Extract to read:
City of N.Y. v. U.S. Postal Serv.

Decision Date15 February 2021
Docket Number19-cv-5934 (BMC)
Citation519 F.Supp.3d 111
CourtU.S. District Court — Eastern District of New York
Parties CITY OF NEW YORK, State of California, State of Illinois, State of Connecticut, and Commonwealth of Pennsylvania, Plaintiffs, v. UNITED STATES POSTAL SERVICE and Louis DeJoy, in his official capacity as Postmaster General, Defendants.

Eric Proshansky, Corporation Counsel of the City of NY, Hope Lu, New York City Law Department, New York, NY, for Plaintiff The City of New York.

Laura W. Kaplan, Lesya Nikole Kinnamon, California Department of Justice, Sacramento, CA, for Plaintiff State of California.

Joshua Turner, Pro Hac Vice, Illinois Attorney General's Office, Springfield, IL, for Plaintiff State of Illinois.

Heather J. Wilson, Pro Hac Vice, State of Connecticut Office of the Attorney General, Hartford, CT, for Plaintiff State of Connecticut.

Edmund Berger, Pro Hac Vice, Megan Eileen Frtisch, Pro Hac Vice, Commonwealth of Pennsylvania Office of Attorney General, Harrisburg, PA, for Plaintiff Commonwealth Of Pennsylvania.

Ekta R. Dharia, James R. Cho, United States Attorneys Office, Eastern New York, Brooklyn, NY, for Defendants.


COGAN, District Judge.

Given exercise:
Quote the case header word for word, from "Citation519 F.Supp.3d 111" up to and including "State of California.".

Record list:

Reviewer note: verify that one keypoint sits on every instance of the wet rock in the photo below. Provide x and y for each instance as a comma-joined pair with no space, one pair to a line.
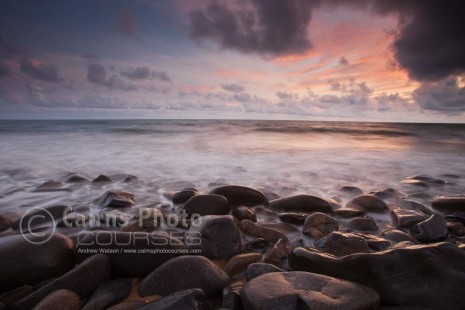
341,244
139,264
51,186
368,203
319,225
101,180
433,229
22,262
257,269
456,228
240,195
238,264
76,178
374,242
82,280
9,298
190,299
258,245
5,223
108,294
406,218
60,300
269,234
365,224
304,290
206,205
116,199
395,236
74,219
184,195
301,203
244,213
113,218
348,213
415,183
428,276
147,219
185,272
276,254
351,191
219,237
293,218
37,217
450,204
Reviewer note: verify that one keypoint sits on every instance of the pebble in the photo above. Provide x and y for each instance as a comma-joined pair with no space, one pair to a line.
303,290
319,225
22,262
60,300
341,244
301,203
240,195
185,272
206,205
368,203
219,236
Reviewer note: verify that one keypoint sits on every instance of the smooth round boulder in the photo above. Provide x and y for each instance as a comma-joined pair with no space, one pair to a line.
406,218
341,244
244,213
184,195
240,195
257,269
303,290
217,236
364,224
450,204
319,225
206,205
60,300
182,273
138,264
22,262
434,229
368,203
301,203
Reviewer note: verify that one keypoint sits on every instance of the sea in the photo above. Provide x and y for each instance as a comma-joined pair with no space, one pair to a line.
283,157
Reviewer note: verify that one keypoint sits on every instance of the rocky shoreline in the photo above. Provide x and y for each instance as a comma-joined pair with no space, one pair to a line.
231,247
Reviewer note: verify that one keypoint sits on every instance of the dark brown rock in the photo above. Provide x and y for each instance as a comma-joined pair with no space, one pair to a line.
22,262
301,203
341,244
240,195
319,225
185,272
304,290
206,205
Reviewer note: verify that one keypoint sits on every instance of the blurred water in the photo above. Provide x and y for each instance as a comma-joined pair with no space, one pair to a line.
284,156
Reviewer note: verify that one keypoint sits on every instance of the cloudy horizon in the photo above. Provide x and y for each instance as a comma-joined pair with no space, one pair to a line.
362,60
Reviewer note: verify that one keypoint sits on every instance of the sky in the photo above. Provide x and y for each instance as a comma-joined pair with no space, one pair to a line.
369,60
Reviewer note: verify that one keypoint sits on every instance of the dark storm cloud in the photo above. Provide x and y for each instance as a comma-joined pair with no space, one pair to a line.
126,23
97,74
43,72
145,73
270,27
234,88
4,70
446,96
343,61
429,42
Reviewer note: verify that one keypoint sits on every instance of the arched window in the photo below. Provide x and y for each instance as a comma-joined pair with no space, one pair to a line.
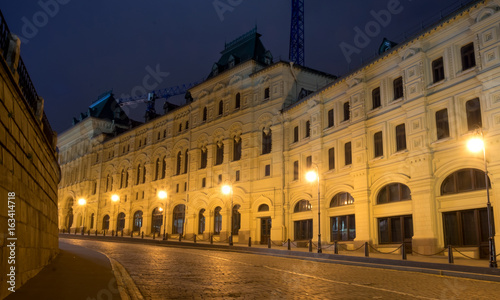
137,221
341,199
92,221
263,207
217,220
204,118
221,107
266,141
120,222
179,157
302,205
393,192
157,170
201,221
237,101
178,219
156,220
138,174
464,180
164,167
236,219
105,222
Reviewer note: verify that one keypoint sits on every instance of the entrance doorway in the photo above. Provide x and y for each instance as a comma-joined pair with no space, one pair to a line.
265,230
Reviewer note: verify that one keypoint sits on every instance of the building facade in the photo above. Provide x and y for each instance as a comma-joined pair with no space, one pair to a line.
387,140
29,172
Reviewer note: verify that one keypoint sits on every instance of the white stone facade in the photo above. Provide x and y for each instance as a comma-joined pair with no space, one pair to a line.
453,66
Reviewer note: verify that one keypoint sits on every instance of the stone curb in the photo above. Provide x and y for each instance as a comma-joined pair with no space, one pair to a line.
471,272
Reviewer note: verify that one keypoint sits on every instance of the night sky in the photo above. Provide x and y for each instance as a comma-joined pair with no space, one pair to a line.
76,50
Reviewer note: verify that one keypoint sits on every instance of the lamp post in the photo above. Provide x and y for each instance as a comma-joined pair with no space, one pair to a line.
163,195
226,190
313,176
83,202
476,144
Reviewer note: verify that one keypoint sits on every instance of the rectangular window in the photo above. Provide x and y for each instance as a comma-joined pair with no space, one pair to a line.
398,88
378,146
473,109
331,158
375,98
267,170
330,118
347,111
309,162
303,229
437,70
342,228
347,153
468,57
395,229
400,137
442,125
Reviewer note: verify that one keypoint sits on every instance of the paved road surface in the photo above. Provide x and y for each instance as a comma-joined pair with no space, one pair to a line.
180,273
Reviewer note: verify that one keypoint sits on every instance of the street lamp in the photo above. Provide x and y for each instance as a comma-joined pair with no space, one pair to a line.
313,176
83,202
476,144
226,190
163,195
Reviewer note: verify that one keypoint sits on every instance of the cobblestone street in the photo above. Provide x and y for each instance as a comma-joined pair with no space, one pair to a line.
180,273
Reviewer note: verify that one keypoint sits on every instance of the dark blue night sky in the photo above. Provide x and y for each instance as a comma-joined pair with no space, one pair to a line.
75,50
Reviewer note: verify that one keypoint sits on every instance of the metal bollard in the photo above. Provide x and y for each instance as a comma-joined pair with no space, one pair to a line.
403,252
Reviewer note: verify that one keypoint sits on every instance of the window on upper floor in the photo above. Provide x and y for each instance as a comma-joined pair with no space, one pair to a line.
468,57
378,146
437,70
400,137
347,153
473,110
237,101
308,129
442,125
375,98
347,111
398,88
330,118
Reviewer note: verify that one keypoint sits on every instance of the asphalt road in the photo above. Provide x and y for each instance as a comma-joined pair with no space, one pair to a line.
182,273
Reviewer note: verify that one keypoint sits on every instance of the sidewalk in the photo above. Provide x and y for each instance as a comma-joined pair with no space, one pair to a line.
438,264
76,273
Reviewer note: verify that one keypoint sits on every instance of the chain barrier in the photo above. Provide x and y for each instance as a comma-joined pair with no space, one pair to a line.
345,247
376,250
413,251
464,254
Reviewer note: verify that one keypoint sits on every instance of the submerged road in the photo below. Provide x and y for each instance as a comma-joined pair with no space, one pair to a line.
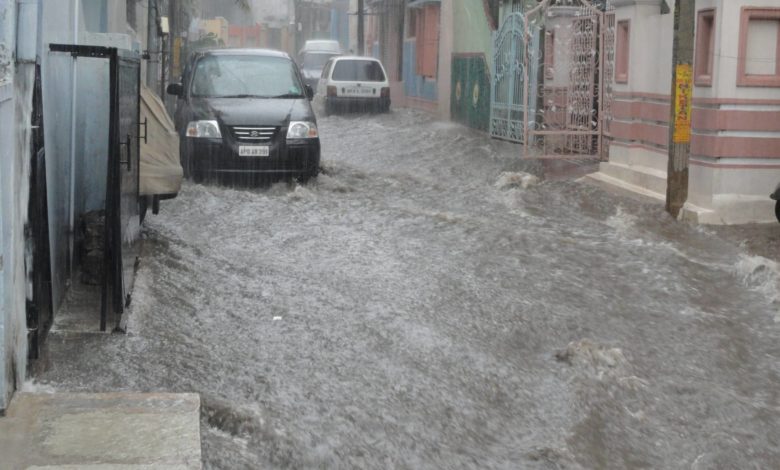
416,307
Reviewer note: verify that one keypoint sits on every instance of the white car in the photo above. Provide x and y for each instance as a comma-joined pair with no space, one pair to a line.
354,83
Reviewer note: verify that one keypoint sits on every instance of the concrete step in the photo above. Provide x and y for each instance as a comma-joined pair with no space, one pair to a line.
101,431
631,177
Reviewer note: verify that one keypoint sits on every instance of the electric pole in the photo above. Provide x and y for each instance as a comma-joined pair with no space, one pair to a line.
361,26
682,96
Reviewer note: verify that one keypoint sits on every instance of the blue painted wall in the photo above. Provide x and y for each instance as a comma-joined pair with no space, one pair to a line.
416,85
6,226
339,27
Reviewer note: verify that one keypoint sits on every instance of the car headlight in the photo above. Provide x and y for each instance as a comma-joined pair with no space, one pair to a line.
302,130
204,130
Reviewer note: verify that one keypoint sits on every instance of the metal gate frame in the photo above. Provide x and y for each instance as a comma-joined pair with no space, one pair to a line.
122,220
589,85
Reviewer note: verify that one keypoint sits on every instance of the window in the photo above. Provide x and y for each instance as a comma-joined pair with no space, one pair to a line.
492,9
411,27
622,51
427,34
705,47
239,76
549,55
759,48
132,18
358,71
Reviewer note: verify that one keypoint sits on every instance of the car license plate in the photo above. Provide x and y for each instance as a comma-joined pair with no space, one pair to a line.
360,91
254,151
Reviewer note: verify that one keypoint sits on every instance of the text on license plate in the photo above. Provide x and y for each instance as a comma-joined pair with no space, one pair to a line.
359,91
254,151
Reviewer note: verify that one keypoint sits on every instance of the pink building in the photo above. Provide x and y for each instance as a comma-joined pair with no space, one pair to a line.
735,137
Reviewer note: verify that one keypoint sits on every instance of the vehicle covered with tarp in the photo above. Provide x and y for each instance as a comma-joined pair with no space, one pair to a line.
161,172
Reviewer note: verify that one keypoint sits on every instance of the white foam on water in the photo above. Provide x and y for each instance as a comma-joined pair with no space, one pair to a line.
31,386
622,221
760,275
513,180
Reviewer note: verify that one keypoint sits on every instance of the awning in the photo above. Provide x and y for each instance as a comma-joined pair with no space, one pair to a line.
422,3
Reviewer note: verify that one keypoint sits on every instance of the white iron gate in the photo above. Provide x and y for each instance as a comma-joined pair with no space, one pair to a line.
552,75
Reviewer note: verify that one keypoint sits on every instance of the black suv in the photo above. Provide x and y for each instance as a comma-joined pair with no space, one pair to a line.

Correct result:
Citation519 F.Supp.3d 111
CourtU.S. District Court — Eastern District of New York
Parties CITY OF NEW YORK, State of California, State of Illinois, State of Connecticut, and Commonwealth of Pennsylvania, Plaintiffs, v. UNITED STATES POSTAL SERVICE and Louis DeJoy, in his official capacity as Postmaster General, Defendants.

Eric Proshansky, Corporation Counsel of the City of NY, Hope Lu, New York City Law Department, New York, NY, for Plaintiff The City of New York.

Laura W. Kaplan, Lesya Nikole Kinnamon, California Department of Justice, Sacramento, CA, for Plaintiff State of California.